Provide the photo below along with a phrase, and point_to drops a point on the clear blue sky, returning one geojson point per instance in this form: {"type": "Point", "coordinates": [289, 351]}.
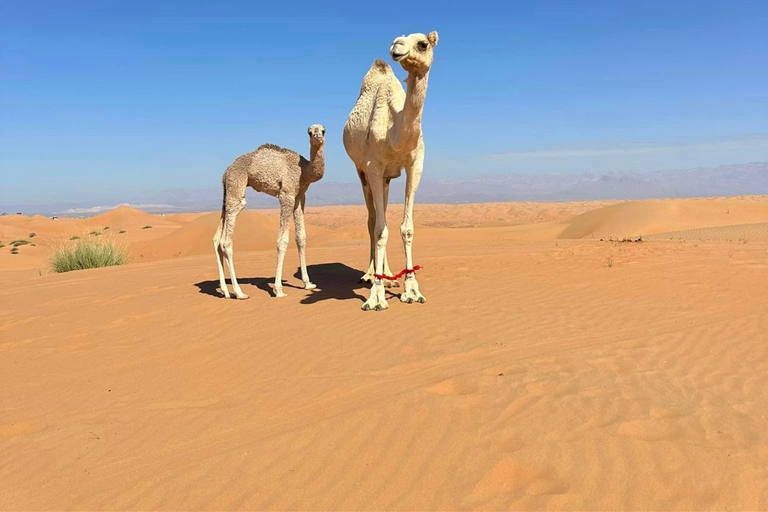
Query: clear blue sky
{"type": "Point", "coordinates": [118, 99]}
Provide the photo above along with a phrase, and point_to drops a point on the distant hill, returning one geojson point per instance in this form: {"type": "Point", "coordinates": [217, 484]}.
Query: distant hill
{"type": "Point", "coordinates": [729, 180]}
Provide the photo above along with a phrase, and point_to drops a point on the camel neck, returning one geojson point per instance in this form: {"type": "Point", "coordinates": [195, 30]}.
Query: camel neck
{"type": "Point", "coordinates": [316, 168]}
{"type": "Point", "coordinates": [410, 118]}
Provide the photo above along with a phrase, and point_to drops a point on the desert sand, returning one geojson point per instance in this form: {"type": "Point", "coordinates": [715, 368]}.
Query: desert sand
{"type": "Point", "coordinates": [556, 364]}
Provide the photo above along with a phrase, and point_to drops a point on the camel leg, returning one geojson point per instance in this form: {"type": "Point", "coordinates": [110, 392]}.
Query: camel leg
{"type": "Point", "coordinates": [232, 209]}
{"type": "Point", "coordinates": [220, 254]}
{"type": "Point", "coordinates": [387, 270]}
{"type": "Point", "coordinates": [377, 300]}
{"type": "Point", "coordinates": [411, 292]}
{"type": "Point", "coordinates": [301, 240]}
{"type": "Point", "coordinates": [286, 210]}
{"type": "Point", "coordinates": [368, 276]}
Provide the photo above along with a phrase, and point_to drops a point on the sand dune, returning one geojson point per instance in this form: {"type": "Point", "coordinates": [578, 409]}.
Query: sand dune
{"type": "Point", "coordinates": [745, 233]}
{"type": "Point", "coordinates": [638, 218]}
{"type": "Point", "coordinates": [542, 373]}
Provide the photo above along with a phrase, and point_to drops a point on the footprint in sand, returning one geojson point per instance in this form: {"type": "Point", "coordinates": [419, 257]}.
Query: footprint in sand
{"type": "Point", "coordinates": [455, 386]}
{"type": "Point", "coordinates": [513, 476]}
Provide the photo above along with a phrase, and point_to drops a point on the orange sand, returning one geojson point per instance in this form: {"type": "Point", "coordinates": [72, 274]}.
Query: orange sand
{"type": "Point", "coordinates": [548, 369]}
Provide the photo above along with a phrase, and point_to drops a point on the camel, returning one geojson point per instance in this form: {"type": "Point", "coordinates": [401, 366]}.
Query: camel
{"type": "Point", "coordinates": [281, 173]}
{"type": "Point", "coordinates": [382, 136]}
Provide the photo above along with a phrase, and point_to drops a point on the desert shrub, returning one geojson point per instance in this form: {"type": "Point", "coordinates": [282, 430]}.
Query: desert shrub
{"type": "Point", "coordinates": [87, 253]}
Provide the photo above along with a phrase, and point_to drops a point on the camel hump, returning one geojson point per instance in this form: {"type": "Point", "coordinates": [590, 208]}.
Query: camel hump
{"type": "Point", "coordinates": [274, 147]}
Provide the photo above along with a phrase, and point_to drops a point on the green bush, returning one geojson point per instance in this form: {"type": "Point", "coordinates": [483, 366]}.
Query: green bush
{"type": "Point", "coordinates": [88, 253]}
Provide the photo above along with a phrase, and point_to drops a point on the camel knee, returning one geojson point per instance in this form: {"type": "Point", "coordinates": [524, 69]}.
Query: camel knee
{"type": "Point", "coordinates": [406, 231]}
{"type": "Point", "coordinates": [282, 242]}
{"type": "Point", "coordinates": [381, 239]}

--*--

Aim of the exercise: Exclude all images and restate the records above word for word.

Problem solution:
Provide the photo below along with a phrase, and point_to drops a point on the clear blue sky, returning one geojson point per instance in this form: {"type": "Point", "coordinates": [289, 351]}.
Query: clear blue sky
{"type": "Point", "coordinates": [118, 99]}
Provide the photo above along with a phrase, and point_to drops a point on the distant hill, returning one geojson point per instance in this form: {"type": "Point", "coordinates": [217, 484]}.
Query: distant hill
{"type": "Point", "coordinates": [729, 180]}
Provide the photo above along with a phrase, and point_to drops a point on the camel neck, returning one geojson point per instance in this form: {"type": "Point", "coordinates": [195, 30]}.
Query: camel neck
{"type": "Point", "coordinates": [316, 168]}
{"type": "Point", "coordinates": [410, 118]}
Provide the photo above along with a phrase, and point_to drops a point on the desert sand, returning one geojson point per instance in this form: {"type": "Point", "coordinates": [715, 368]}.
Query: desert sand
{"type": "Point", "coordinates": [556, 364]}
Provide the photo above along with a phrase, and point_to drops a point on the camel leg, returning one geojson point per instance in this form: {"type": "Point", "coordinates": [110, 392]}.
Query: camel leg
{"type": "Point", "coordinates": [232, 209]}
{"type": "Point", "coordinates": [220, 254]}
{"type": "Point", "coordinates": [387, 270]}
{"type": "Point", "coordinates": [377, 300]}
{"type": "Point", "coordinates": [411, 292]}
{"type": "Point", "coordinates": [301, 240]}
{"type": "Point", "coordinates": [286, 210]}
{"type": "Point", "coordinates": [368, 276]}
Provide the photo above along with a phrase, and point_to drops a point on the sand dune, returning one geojson point per instance in this form: {"type": "Point", "coordinates": [578, 409]}.
Query: sand dune
{"type": "Point", "coordinates": [745, 233]}
{"type": "Point", "coordinates": [638, 218]}
{"type": "Point", "coordinates": [542, 373]}
Provide the photo above along with a phrase, and point_to drops a point on the footprint in sand, returning one geojson point per instance in this form: {"type": "Point", "coordinates": [419, 257]}.
Query: footprint in sand
{"type": "Point", "coordinates": [455, 386]}
{"type": "Point", "coordinates": [513, 476]}
Provide the photo above along with a phrase, and point_to drops a point on the orange sand, returning one geojson point per instance in this form: {"type": "Point", "coordinates": [72, 274]}.
Query: orange sand
{"type": "Point", "coordinates": [548, 369]}
Provide the photo above along with a phrase, and point_to drops a point on the camel, returning one geojson point per instance in this form: {"type": "Point", "coordinates": [401, 366]}.
Query: camel
{"type": "Point", "coordinates": [281, 173]}
{"type": "Point", "coordinates": [382, 136]}
Provide the photo above along with a phrase, and point_to drops a point on the desert shrub, returning one geojson point per instance in this form: {"type": "Point", "coordinates": [282, 430]}.
Query: desert shrub
{"type": "Point", "coordinates": [87, 253]}
Provide the photo above along with a phrase, and point_to drops a point on the camel hump, returning one geojson point per instance in this form: {"type": "Point", "coordinates": [590, 208]}.
Query: camel hump
{"type": "Point", "coordinates": [274, 147]}
Provide the photo above along with a phrase, and point_to drops a point on the green bush, returning one geojson point per instance in this form: {"type": "Point", "coordinates": [483, 366]}.
Query: green bush
{"type": "Point", "coordinates": [88, 253]}
Provide the photo above along with a phrase, and point_to drops a point on the camel knee, returning one geojson point per instance in this form: {"type": "Point", "coordinates": [524, 69]}.
Query: camel knee
{"type": "Point", "coordinates": [406, 231]}
{"type": "Point", "coordinates": [282, 242]}
{"type": "Point", "coordinates": [381, 239]}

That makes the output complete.